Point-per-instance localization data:

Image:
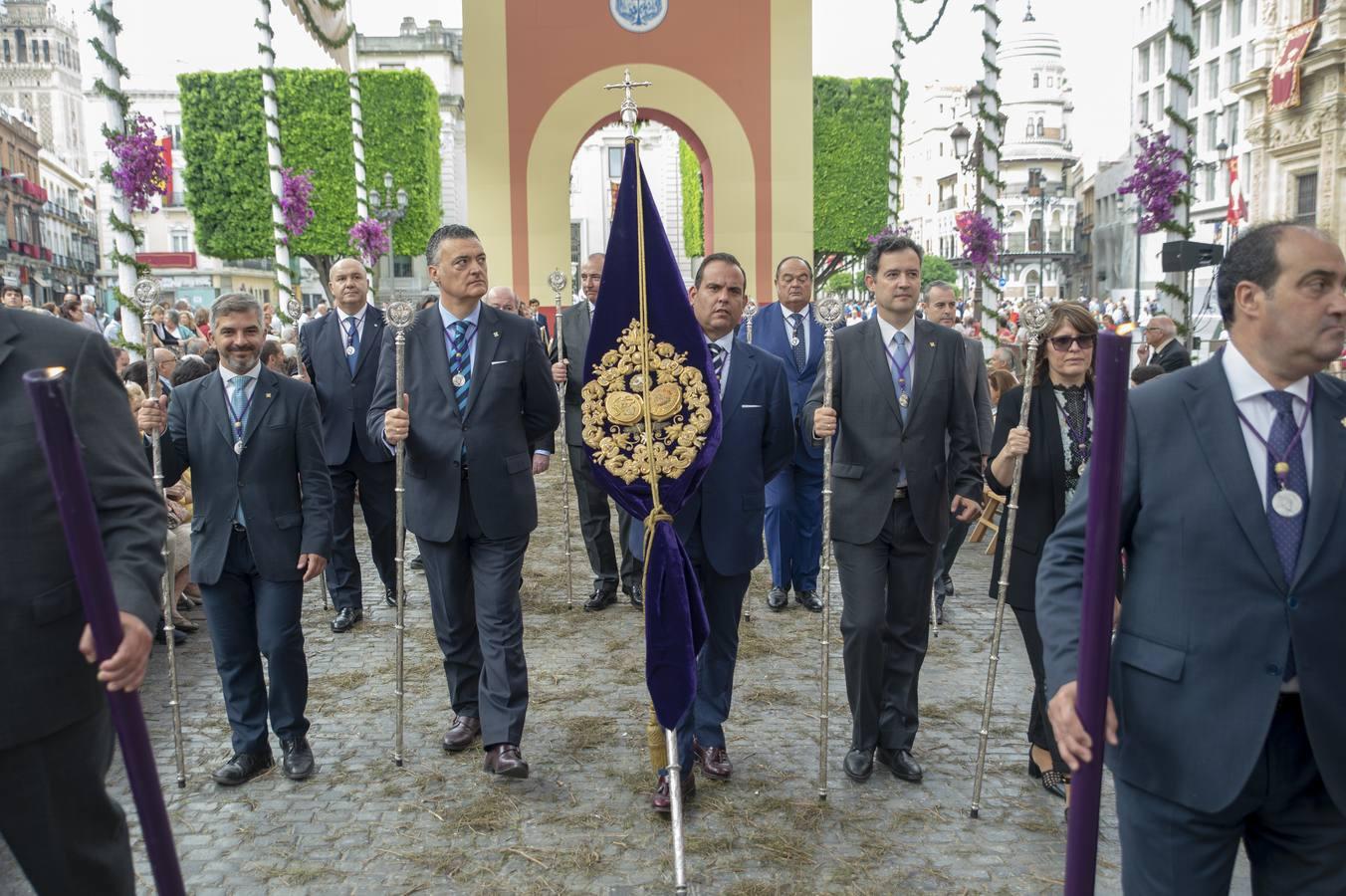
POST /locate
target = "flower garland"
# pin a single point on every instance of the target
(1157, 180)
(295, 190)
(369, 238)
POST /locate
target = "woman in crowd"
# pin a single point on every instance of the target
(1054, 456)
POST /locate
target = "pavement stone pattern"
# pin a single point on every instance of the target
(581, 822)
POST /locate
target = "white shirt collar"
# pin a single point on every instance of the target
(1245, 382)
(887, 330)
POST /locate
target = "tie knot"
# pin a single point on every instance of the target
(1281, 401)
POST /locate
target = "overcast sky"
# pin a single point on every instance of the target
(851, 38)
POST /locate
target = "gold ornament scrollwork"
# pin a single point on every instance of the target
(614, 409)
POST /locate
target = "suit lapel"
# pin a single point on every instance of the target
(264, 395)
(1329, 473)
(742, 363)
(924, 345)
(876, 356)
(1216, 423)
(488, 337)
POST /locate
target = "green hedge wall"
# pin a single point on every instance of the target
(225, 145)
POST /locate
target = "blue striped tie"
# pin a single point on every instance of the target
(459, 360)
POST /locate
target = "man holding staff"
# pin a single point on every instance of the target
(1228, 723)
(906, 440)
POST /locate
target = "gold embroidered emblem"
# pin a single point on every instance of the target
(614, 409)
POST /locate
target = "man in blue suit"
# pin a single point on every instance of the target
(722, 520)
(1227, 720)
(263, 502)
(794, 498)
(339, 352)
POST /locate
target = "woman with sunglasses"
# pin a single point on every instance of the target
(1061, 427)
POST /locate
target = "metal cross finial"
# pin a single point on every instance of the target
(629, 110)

TASK INSTRUCTIONS: Check each line above for the string "woman" and return those that contain it.

OUTPUT:
target = "woman in crowd"
target = "woman with sunglasses"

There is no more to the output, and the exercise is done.